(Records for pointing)
· · · · · · ·

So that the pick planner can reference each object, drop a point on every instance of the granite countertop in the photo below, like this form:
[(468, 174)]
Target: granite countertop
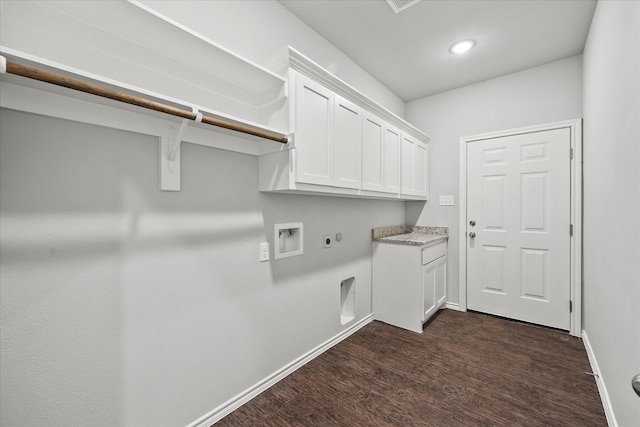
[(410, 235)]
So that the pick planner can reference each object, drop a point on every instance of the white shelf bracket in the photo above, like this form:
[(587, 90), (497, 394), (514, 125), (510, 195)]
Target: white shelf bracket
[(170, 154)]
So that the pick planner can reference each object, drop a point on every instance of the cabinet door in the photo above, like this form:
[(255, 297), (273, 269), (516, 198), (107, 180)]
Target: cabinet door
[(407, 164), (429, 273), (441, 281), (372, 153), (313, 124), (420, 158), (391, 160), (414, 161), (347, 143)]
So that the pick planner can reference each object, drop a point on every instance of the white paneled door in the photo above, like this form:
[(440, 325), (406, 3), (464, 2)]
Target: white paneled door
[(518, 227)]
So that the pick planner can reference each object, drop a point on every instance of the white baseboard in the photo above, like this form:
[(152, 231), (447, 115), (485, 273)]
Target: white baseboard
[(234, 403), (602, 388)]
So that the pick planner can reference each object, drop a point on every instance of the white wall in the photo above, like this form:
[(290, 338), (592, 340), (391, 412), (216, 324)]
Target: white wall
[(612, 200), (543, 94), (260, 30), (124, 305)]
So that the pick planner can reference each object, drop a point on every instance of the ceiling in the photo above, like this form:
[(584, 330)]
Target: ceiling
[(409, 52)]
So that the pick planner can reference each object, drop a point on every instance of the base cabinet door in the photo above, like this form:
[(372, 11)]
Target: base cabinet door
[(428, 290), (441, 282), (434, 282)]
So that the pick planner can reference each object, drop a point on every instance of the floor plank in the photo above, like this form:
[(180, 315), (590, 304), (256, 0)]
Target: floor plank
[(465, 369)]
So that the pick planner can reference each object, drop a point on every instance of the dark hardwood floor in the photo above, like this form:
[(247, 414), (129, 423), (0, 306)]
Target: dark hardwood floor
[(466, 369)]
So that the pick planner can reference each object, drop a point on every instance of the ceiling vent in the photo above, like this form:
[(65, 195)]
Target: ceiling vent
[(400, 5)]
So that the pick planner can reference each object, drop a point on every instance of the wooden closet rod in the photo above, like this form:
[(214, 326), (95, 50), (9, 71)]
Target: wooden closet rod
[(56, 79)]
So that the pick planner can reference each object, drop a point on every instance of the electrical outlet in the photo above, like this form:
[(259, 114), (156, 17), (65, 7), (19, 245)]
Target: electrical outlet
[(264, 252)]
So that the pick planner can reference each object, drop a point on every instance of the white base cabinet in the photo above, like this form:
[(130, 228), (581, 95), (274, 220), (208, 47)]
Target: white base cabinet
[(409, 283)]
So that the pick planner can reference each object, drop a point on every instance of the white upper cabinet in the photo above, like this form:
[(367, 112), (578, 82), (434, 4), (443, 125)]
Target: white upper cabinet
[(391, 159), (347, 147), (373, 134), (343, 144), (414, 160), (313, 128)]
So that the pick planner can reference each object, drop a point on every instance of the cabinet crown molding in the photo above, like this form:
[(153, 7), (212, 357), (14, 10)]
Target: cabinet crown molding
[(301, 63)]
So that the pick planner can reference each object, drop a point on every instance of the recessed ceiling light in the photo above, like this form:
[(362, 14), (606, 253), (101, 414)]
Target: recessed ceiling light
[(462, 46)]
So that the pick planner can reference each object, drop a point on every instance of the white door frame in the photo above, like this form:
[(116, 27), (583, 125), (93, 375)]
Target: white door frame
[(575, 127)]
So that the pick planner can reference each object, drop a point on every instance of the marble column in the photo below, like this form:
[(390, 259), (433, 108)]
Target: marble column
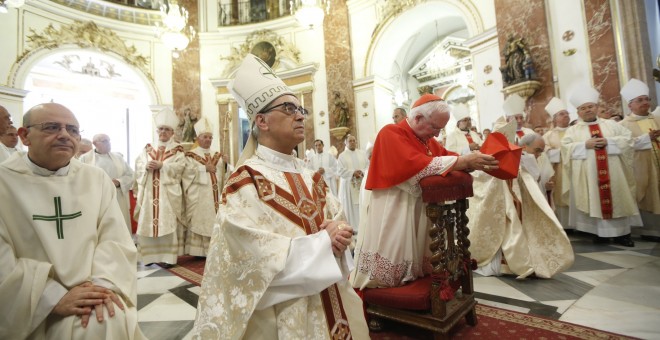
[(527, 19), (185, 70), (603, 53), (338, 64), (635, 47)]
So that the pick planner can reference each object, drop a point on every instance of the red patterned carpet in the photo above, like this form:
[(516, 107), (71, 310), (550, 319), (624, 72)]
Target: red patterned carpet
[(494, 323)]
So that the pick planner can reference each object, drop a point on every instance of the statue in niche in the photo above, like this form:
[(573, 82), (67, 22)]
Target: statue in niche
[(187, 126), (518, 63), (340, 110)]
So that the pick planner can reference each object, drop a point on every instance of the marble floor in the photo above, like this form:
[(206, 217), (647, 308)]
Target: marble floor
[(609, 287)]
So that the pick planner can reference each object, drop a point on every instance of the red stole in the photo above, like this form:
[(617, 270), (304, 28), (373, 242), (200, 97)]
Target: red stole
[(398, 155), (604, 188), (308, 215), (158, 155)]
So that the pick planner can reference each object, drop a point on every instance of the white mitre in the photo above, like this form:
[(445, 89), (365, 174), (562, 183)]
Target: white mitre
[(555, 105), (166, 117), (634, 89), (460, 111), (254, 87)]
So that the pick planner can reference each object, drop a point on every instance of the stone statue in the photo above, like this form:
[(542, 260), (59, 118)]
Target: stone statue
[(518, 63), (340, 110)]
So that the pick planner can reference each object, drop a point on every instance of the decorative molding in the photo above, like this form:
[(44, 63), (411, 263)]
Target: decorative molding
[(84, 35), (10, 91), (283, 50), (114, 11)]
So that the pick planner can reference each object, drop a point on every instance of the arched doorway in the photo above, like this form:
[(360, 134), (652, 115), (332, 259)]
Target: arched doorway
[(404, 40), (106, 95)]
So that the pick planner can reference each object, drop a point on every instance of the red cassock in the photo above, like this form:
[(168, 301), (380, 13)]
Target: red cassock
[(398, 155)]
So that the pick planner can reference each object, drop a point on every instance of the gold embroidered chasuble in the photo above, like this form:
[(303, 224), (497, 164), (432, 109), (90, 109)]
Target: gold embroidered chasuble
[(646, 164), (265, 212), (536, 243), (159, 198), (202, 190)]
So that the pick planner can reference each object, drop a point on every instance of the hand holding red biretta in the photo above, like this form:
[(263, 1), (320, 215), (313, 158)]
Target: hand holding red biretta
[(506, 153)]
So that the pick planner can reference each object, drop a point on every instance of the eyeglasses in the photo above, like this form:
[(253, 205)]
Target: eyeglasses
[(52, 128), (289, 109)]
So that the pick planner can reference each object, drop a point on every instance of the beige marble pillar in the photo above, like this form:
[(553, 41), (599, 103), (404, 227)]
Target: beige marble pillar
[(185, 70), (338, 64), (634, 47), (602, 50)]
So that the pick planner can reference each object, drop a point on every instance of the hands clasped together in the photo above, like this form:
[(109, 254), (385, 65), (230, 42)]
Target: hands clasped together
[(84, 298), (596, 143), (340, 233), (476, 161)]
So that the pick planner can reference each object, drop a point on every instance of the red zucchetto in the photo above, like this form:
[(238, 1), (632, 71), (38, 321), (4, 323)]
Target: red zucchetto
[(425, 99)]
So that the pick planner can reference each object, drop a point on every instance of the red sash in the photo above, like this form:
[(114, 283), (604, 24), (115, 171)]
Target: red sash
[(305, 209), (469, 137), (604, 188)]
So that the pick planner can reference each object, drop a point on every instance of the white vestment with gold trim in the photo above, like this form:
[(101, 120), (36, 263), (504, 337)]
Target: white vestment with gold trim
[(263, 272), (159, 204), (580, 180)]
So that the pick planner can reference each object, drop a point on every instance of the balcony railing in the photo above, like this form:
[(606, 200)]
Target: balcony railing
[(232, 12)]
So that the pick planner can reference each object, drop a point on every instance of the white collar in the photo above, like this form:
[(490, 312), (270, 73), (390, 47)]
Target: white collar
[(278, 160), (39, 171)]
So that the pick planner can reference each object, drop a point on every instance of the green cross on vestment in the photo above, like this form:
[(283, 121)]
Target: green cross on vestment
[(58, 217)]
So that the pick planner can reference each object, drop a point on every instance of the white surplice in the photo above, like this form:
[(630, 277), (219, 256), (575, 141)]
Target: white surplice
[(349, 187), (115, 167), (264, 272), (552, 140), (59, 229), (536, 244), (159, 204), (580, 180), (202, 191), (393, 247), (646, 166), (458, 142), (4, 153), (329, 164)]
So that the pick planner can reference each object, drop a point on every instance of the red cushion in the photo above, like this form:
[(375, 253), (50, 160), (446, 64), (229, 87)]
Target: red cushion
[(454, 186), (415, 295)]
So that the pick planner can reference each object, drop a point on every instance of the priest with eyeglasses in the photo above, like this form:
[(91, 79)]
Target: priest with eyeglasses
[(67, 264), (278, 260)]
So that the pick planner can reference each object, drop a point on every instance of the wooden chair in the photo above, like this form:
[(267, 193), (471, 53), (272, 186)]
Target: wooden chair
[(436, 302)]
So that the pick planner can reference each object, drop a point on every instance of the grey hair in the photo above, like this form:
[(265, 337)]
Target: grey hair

· · · · · · ·

Return, word for word, the part of the material that opens with the line containing "the white collar" and closes with the line containing "[(67, 264), (278, 260)]", with both of those lines included.

So that the pick planner can reference each object, drop a point on every instance of the white collar in the photo above, like this form:
[(490, 312), (270, 73), (390, 47)]
Target: white collar
[(278, 160), (39, 171)]
So that the pick planner can reference each object, drop a point on every instance of the green cross on vestment in the photo above, like this form:
[(283, 121)]
Target: green cross on vestment
[(58, 217)]
So that the pick planner can reference each object, drop a point on every instance of the white surplice in the photo above, like this form:
[(630, 277), (219, 256), (575, 141)]
Target: white surplice
[(349, 187), (115, 167), (264, 272), (552, 140), (59, 229), (536, 244), (159, 204), (580, 180), (202, 191), (393, 247), (646, 166), (458, 142), (4, 153), (329, 164)]
So that the pick planner can reference each object, drop a point on every instance of the red cushion in the photo above, like this form:
[(375, 253), (50, 160), (446, 64), (229, 87)]
Target: red cushion
[(454, 186), (415, 295)]
So that the pick planner can reference each object, drop a point on every instance of the priest with eyeglasses in the photo above, like this form:
[(91, 79)]
Target: priest with eyeglasses
[(67, 264), (278, 260)]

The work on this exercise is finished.